● **REQUIREMENT**:
Rewrite the rows below, changing every "one point per instance" to "a single point for each instance" and leaving everything else the same.
START GIVEN INFORMATION
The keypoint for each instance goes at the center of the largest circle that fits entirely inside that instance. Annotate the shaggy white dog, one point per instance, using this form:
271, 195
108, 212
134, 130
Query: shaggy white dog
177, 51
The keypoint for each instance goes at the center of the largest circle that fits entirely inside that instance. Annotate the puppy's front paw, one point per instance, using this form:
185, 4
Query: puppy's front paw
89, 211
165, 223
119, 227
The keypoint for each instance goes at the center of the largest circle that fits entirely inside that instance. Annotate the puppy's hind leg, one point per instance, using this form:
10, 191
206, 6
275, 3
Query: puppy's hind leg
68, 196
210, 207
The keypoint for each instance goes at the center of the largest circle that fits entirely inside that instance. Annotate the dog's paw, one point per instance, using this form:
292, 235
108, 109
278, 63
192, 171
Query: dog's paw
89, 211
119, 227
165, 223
END GIVEN INFORMATION
● **WRITTEN SOLUTION**:
The keypoint for each instance goes at the center of the largest circle that fits entirely inside that instance. Annotate the shaggy white dog, a single point for each instance, using this form:
271, 195
108, 212
134, 130
Query: shaggy white dog
177, 51
The keypoint for each instance goes at the center of the largest circle that fits entirely inside that instance. Annotate the puppy's front paw, a single point for each instance, using this form:
185, 4
Query: puppy's front paw
89, 211
165, 223
119, 227
The keypoint for each instance goes at the center of the largest circle that fits entirely inside that instance. Annotate the puppy's hind leg, a single point for each instance, using this form:
10, 191
206, 6
275, 3
Query: puppy's hind leg
68, 196
210, 207
The keypoint for each instance goes at the center of the largest circle that fits entirely inside that instance. Annotate the dog's paw, a single point for each instance, using this form:
292, 235
108, 109
278, 63
192, 171
Query: dog's paw
89, 211
119, 227
165, 223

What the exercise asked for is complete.